The answer must be the complete listing, reproduced exactly.
——————
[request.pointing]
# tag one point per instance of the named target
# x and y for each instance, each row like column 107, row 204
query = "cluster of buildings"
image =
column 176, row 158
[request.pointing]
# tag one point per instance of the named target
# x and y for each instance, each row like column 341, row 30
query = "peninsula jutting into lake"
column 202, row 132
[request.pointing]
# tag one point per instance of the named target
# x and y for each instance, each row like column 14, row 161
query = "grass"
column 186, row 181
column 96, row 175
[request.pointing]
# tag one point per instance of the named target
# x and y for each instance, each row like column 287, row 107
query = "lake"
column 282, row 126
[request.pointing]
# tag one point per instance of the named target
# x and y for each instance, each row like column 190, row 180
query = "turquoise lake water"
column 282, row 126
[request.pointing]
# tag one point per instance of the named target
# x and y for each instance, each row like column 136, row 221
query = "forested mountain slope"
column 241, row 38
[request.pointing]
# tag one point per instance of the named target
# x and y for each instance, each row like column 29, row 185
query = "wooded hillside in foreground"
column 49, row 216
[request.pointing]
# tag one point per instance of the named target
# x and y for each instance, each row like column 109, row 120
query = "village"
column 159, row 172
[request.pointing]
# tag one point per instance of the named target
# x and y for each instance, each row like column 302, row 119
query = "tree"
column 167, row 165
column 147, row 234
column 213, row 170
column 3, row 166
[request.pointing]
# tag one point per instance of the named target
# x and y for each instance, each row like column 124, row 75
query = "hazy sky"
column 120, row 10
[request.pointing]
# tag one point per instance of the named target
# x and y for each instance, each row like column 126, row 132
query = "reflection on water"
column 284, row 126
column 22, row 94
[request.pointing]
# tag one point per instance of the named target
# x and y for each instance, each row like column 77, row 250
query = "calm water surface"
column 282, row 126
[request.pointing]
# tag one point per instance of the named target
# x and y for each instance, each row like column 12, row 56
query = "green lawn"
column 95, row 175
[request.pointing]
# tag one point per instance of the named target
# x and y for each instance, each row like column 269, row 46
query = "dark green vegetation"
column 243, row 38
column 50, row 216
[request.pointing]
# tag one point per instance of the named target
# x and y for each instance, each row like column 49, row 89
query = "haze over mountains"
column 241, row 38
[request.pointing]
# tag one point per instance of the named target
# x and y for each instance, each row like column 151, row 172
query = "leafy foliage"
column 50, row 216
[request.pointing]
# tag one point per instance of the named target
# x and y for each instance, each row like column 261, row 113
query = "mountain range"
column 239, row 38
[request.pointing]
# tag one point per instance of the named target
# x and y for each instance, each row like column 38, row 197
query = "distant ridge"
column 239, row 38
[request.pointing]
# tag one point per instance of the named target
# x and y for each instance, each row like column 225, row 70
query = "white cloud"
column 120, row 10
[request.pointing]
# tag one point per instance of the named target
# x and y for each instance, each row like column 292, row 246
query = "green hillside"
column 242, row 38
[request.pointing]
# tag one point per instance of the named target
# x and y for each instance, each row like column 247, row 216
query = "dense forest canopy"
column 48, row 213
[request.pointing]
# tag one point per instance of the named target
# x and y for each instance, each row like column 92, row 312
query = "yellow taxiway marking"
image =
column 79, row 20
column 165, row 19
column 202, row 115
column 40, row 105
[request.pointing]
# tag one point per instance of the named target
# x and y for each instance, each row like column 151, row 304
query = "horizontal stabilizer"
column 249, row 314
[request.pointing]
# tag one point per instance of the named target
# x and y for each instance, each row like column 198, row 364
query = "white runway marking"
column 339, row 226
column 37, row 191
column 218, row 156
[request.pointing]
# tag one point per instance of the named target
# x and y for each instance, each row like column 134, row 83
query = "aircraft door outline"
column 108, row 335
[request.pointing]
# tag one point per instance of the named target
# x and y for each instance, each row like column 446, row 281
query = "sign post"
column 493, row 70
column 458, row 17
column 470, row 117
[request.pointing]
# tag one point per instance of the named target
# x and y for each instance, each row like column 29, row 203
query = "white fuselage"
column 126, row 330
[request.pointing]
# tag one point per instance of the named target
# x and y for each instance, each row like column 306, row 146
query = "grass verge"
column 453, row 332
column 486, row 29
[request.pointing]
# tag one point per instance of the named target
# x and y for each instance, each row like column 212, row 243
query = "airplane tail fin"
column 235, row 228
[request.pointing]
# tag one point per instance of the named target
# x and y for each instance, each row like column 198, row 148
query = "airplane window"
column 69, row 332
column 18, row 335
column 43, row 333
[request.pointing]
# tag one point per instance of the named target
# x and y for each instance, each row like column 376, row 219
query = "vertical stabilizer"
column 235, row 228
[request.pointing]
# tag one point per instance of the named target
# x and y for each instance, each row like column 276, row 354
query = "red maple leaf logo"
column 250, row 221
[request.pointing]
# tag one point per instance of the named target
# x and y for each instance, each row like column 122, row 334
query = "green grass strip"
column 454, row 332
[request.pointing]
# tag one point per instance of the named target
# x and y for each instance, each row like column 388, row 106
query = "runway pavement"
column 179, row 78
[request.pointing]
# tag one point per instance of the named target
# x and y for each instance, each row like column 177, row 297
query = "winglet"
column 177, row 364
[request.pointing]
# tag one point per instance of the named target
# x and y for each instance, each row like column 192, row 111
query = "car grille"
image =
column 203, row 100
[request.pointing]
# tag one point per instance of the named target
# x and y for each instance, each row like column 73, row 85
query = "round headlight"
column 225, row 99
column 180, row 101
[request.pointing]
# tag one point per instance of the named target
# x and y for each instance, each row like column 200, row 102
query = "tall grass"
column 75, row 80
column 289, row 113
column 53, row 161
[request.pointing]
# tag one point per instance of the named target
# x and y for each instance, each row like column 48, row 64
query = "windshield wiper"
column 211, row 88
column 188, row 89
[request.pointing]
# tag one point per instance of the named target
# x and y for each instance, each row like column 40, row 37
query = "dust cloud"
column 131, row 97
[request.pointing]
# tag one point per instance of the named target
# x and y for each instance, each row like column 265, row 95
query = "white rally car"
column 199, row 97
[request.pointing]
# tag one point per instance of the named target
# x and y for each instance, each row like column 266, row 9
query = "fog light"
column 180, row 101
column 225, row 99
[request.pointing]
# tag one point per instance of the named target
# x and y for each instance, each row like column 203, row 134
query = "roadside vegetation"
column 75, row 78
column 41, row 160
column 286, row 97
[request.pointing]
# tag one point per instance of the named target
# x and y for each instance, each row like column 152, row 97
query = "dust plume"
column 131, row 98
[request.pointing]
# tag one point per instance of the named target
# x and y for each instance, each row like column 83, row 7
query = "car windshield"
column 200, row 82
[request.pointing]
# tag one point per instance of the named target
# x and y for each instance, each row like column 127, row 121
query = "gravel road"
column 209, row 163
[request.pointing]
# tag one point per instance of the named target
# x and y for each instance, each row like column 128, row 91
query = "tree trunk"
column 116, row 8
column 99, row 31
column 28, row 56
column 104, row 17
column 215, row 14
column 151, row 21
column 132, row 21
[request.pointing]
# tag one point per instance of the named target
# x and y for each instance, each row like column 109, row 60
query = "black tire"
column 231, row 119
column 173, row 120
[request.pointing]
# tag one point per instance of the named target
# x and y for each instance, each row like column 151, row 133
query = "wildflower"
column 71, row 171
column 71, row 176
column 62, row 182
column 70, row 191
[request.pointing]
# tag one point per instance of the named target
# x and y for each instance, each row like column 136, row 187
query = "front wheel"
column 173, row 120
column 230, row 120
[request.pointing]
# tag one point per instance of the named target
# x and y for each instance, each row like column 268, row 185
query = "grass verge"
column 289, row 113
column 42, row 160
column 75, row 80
——————
Finished exercise:
[request.pointing]
# tag one point per instance of the named target
# x and y for each instance, each row like column 107, row 204
query = "cluster of buildings"
image =
column 176, row 158
[request.pointing]
# tag one point per instance of the named target
# x and y for each instance, each row like column 341, row 30
query = "peninsula jutting into lake"
column 202, row 132
[request.pointing]
# tag one point per instance of the named target
# x and y for each instance, each row like column 14, row 161
query = "grass"
column 186, row 181
column 96, row 175
[request.pointing]
# tag one point per instance of the named target
# x and y for each instance, each row like column 287, row 107
query = "lake"
column 282, row 126
[request.pointing]
# tag one point per instance of the named target
# x and y for each instance, each row like column 190, row 180
query = "turquoise lake water"
column 282, row 126
[request.pointing]
# tag one point per instance of the named target
# x and y for each instance, each row like column 136, row 221
query = "forested mountain slope"
column 241, row 38
[request.pointing]
# tag one point per instance of the named target
# x and y for each instance, each row like column 29, row 185
query = "wooded hillside in foreground"
column 49, row 216
[request.pointing]
# tag one point per instance of the named target
# x and y for each instance, each row like column 109, row 120
query = "village"
column 159, row 172
[request.pointing]
# tag one point per instance of the named target
# x and y for each instance, each row like column 302, row 119
query = "tree"
column 167, row 165
column 147, row 234
column 213, row 170
column 3, row 166
[request.pointing]
# tag one point per instance of the named target
# x and y for each instance, each row like column 124, row 75
query = "hazy sky"
column 120, row 10
[request.pointing]
# tag one point per instance of the named target
# x and y for each instance, each row like column 126, row 132
query = "reflection on water"
column 284, row 126
column 22, row 94
[request.pointing]
# tag one point per instance of the named target
# x and y for each instance, each row like column 77, row 250
query = "calm water surface"
column 282, row 126
[request.pointing]
# tag one point per instance of the named target
# x and y for each instance, each row like column 12, row 56
query = "green lawn"
column 95, row 175
[request.pointing]
# tag one point per instance of the named target
# x and y for each instance, each row like column 269, row 46
query = "dark green vegetation"
column 243, row 38
column 50, row 216
[request.pointing]
# tag one point per instance of the named target
# x and y for each instance, each row like column 49, row 89
query = "haze over mountains"
column 241, row 38
[request.pointing]
# tag one point per instance of the named target
# x and y for each instance, each row like column 151, row 172
query = "leafy foliage"
column 50, row 216
[request.pointing]
# tag one point per instance of the named target
# x and y for each instance, each row like column 261, row 113
query = "mountain range"
column 239, row 38
[request.pointing]
# tag one point per instance of the named target
# x and y for each instance, each row like column 38, row 197
query = "distant ridge"
column 239, row 38
[request.pointing]
# tag one point per instance of the named target
# x and y for each instance, each row like column 225, row 70
query = "white cloud"
column 120, row 10
[request.pointing]
# tag one point per instance of the named target
# x and y for each instance, each row like column 292, row 246
query = "green hillside"
column 242, row 38
[request.pointing]
# tag one point per instance of the named target
# x and y for each instance, each row like column 247, row 216
query = "dense forest canopy"
column 48, row 213
[request.pointing]
# tag one point per instance of the named target
# x and y for each instance, each row like column 92, row 312
query = "yellow taxiway marking"
image =
column 79, row 20
column 165, row 19
column 202, row 115
column 40, row 105
[request.pointing]
# tag one point per instance of the named target
# x and y for each instance, each row like column 151, row 304
query = "horizontal stabilizer"
column 249, row 314
[request.pointing]
# tag one point per instance of the named target
# x and y for each instance, each row like column 198, row 364
query = "white runway marking"
column 339, row 226
column 37, row 191
column 218, row 156
[request.pointing]
# tag one point per instance of the named target
# x and y for each instance, each row like column 134, row 83
query = "aircraft door outline"
column 108, row 335
[request.pointing]
# tag one point per instance of the named target
# x and y for each instance, each row like column 446, row 281
query = "sign post"
column 493, row 70
column 458, row 17
column 470, row 117
[request.pointing]
# tag one point per instance of the named target
# x and y for each instance, each row like column 29, row 203
query = "white fuselage"
column 126, row 330
[request.pointing]
# tag one point per instance of the named target
# x and y for each instance, each row like column 306, row 146
query = "grass verge"
column 453, row 332
column 486, row 29
[request.pointing]
# tag one point per instance of the named target
# x and y for each instance, each row like column 212, row 243
query = "airplane tail fin"
column 235, row 228
[request.pointing]
# tag one point per instance of the named target
# x and y for each instance, each row like column 198, row 148
query = "airplane window"
column 69, row 332
column 18, row 335
column 43, row 333
[request.pointing]
# tag one point per instance of the named target
# x and y for each instance, each row like column 376, row 219
query = "vertical stabilizer"
column 235, row 228
[request.pointing]
# tag one point per instance of the named target
# x and y for each instance, each row like column 276, row 354
query = "red maple leaf logo"
column 250, row 221
[request.pointing]
# tag one point per instance of the named target
# x and y for each instance, each row like column 122, row 334
query = "green grass strip"
column 454, row 332
[request.pointing]
# tag one point per instance of the named target
# x and y for each instance, each row like column 388, row 106
query = "runway pavement"
column 179, row 78
[request.pointing]
# tag one point per instance of the named target
# x and y for each instance, each row like column 177, row 297
query = "winglet"
column 177, row 364
[request.pointing]
# tag one point per instance of the named target
# x and y for each instance, each row like column 192, row 111
query = "car grille"
image =
column 203, row 100
[request.pointing]
# tag one point per instance of the named target
# x and y for each instance, each row like column 73, row 85
query = "round headlight"
column 225, row 99
column 180, row 101
[request.pointing]
# tag one point per instance of the named target
# x and y for each instance, each row like column 200, row 102
query = "tall grass"
column 75, row 80
column 289, row 113
column 53, row 161
[request.pointing]
# tag one point per instance of the named target
# x and y for each instance, each row like column 48, row 64
query = "windshield wiper"
column 211, row 88
column 188, row 89
[request.pointing]
# tag one point per instance of the named target
# x and y for each instance, each row like column 40, row 37
query = "dust cloud"
column 131, row 97
[request.pointing]
# tag one point per instance of the named target
# x and y for each instance, each row like column 265, row 95
query = "white rally car"
column 199, row 97
[request.pointing]
# tag one point per instance of the named target
# x and y for each instance, each row like column 266, row 9
query = "fog light"
column 180, row 101
column 225, row 99
[request.pointing]
# tag one point per instance of the named target
# x and y for each instance, each row like column 203, row 134
query = "roadside vegetation"
column 75, row 78
column 41, row 160
column 286, row 97
[request.pointing]
# tag one point per instance of the named target
# x and y for each instance, each row like column 152, row 97
query = "dust plume"
column 131, row 98
[request.pointing]
# tag one point per instance of the named target
# x and y for each instance, each row like column 83, row 7
query = "car windshield"
column 200, row 82
[request.pointing]
# tag one point per instance of the named target
# x and y for each instance, each row like column 127, row 121
query = "gravel road"
column 209, row 163
[request.pointing]
# tag one point per instance of the named target
# x and y for each instance, each row like column 128, row 91
query = "tree trunk"
column 116, row 8
column 99, row 31
column 28, row 56
column 104, row 17
column 215, row 14
column 151, row 21
column 132, row 21
[request.pointing]
# tag one point per instance of the named target
# x and y for each instance, each row like column 109, row 60
query = "black tire"
column 231, row 119
column 173, row 120
[request.pointing]
# tag one point per instance of the named target
# x and y for each instance, each row like column 151, row 133
query = "wildflower"
column 71, row 171
column 71, row 176
column 62, row 182
column 70, row 191
[request.pointing]
# tag one point per instance of the named target
# x and y for each instance, each row like column 136, row 187
query = "front wheel"
column 173, row 120
column 230, row 120
[request.pointing]
# tag one point per instance of the named target
# x and y for each instance, each row like column 268, row 185
query = "grass verge"
column 289, row 113
column 42, row 160
column 75, row 80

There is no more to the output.